Exercise objective:
Can you recast every line of the items below as a Markdown table with two columns, Row for the row number and Line for the line itself? Leave out blank lines.

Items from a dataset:
• • • •
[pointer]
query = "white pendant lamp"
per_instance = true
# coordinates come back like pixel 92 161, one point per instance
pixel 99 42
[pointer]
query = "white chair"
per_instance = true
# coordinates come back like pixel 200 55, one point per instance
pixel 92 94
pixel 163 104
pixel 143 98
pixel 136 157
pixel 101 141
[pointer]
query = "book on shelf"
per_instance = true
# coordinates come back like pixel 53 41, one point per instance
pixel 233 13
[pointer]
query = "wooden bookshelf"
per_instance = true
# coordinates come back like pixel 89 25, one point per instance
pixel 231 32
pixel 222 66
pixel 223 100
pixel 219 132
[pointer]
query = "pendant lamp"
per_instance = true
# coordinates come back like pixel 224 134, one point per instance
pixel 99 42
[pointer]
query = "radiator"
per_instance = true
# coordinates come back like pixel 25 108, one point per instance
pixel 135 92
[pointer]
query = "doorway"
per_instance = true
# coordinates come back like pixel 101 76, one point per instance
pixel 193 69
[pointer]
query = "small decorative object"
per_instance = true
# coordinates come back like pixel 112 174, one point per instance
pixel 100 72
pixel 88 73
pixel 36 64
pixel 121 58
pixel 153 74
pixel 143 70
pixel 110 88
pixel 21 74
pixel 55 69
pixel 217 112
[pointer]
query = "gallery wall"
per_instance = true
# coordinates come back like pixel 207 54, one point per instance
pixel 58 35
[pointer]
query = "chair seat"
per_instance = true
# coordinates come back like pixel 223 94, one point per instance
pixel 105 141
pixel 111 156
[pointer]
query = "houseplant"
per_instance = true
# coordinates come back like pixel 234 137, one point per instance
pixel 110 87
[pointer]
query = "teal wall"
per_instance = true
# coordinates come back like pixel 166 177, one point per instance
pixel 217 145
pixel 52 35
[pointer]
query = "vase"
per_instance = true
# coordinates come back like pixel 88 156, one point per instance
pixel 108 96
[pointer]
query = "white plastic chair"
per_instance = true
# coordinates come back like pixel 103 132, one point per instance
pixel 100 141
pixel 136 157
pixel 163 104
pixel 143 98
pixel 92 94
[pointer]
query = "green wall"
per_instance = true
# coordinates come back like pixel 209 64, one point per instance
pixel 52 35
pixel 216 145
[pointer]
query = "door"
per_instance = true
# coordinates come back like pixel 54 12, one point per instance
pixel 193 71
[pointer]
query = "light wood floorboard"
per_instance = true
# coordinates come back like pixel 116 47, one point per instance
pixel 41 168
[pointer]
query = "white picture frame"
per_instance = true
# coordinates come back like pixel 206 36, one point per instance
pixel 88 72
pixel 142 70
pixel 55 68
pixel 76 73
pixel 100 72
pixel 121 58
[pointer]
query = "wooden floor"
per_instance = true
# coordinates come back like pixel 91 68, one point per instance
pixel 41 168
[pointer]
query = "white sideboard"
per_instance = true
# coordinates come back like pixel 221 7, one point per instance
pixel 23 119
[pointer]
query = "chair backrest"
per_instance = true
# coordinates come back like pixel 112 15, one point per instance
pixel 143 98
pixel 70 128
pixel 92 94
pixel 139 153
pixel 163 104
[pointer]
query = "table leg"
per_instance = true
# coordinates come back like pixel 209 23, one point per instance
• • • •
Answer to the problem:
| Row | Line |
|---|---|
| 1 | [pointer] |
| 2 | query = "white pendant lamp" |
| 3 | per_instance = true |
| 4 | # coordinates come back like pixel 92 161, one point per instance |
| 5 | pixel 99 42 |
| 6 | [pointer] |
| 7 | query = "white chair" |
| 8 | per_instance = true |
| 9 | # coordinates come back like pixel 200 55, one point per instance |
| 10 | pixel 92 94 |
| 11 | pixel 163 104 |
| 12 | pixel 143 98 |
| 13 | pixel 136 157 |
| 14 | pixel 101 141 |
| 15 | [pointer] |
| 16 | query = "book on shelf" |
| 17 | per_instance = true |
| 18 | # coordinates come back like pixel 53 41, one point per instance |
| 19 | pixel 233 13 |
| 20 | [pointer] |
| 21 | query = "wooden bookshelf" |
| 22 | per_instance = true |
| 23 | # coordinates come back like pixel 89 25, one point per instance |
| 24 | pixel 231 32 |
| 25 | pixel 222 66 |
| 26 | pixel 223 100 |
| 27 | pixel 219 132 |
| 28 | [pointer] |
| 29 | query = "pendant lamp" |
| 30 | per_instance = true |
| 31 | # coordinates come back like pixel 224 134, one point per instance |
| 32 | pixel 99 42 |
| 33 | [pointer] |
| 34 | query = "radiator" |
| 35 | per_instance = true |
| 36 | # coordinates come back like pixel 25 108, one point per instance |
| 37 | pixel 135 92 |
| 38 | [pointer] |
| 39 | query = "doorway" |
| 40 | per_instance = true |
| 41 | # coordinates come back like pixel 101 76, one point per instance |
| 42 | pixel 193 69 |
| 43 | [pointer] |
| 44 | query = "small decorative object" |
| 45 | per_instance = true |
| 46 | # coordinates come back like pixel 112 174, one point per instance |
| 47 | pixel 100 72 |
| 48 | pixel 88 73 |
| 49 | pixel 36 64 |
| 50 | pixel 121 58 |
| 51 | pixel 153 74 |
| 52 | pixel 143 70 |
| 53 | pixel 110 88 |
| 54 | pixel 21 74 |
| 55 | pixel 55 69 |
| 56 | pixel 217 112 |
| 57 | [pointer] |
| 58 | query = "gallery wall" |
| 59 | per_instance = true |
| 60 | # coordinates come back like pixel 207 54, one point per instance |
| 61 | pixel 58 35 |
| 62 | [pointer] |
| 63 | query = "chair seat" |
| 64 | per_instance = true |
| 65 | # coordinates come back like pixel 223 94, one point per instance |
| 66 | pixel 105 141 |
| 67 | pixel 111 156 |
| 68 | [pointer] |
| 69 | query = "houseplant" |
| 70 | per_instance = true |
| 71 | # coordinates come back like pixel 234 137, one point per instance |
| 72 | pixel 110 87 |
| 73 | [pointer] |
| 74 | query = "teal wall" |
| 75 | per_instance = true |
| 76 | # coordinates come back like pixel 166 177, one point per instance |
| 77 | pixel 217 145 |
| 78 | pixel 52 35 |
| 79 | [pointer] |
| 80 | query = "vase" |
| 81 | per_instance = true |
| 82 | # coordinates come back like pixel 88 156, one point per instance |
| 83 | pixel 108 96 |
| 84 | [pointer] |
| 85 | query = "white plastic chair" |
| 86 | per_instance = true |
| 87 | # coordinates come back like pixel 103 132, one point per instance |
| 88 | pixel 100 141 |
| 89 | pixel 136 157 |
| 90 | pixel 163 104 |
| 91 | pixel 143 98 |
| 92 | pixel 92 94 |
| 93 | [pointer] |
| 94 | query = "green wall" |
| 95 | per_instance = true |
| 96 | # coordinates come back like pixel 209 64, one point per instance |
| 97 | pixel 52 35 |
| 98 | pixel 216 145 |
| 99 | [pointer] |
| 100 | query = "door" |
| 101 | per_instance = true |
| 102 | # coordinates come back like pixel 54 12, one point per instance |
| 103 | pixel 193 71 |
| 104 | [pointer] |
| 105 | query = "light wood floorboard" |
| 106 | per_instance = true |
| 107 | # coordinates come back like pixel 116 47, one point per instance |
| 108 | pixel 41 168 |
| 109 | [pointer] |
| 110 | query = "white picture frame" |
| 111 | per_instance = true |
| 112 | # coordinates come back like pixel 206 36, one point per instance |
| 113 | pixel 88 72 |
| 114 | pixel 142 70 |
| 115 | pixel 55 68 |
| 116 | pixel 76 73 |
| 117 | pixel 100 72 |
| 118 | pixel 121 58 |
| 119 | [pointer] |
| 120 | query = "wooden floor" |
| 121 | per_instance = true |
| 122 | # coordinates come back like pixel 91 68, one point per instance |
| 123 | pixel 41 168 |
| 124 | [pointer] |
| 125 | query = "white sideboard" |
| 126 | per_instance = true |
| 127 | # coordinates come back like pixel 221 7, one point per instance |
| 128 | pixel 23 119 |
| 129 | [pointer] |
| 130 | query = "chair backrest" |
| 131 | per_instance = true |
| 132 | # coordinates come back like pixel 112 15, one point per instance |
| 133 | pixel 143 98 |
| 134 | pixel 70 128 |
| 135 | pixel 92 94 |
| 136 | pixel 139 153 |
| 137 | pixel 163 104 |
| 138 | [pointer] |
| 139 | query = "table leg" |
| 140 | per_instance = true |
| 141 | # coordinates come back like pixel 209 23, one point per instance |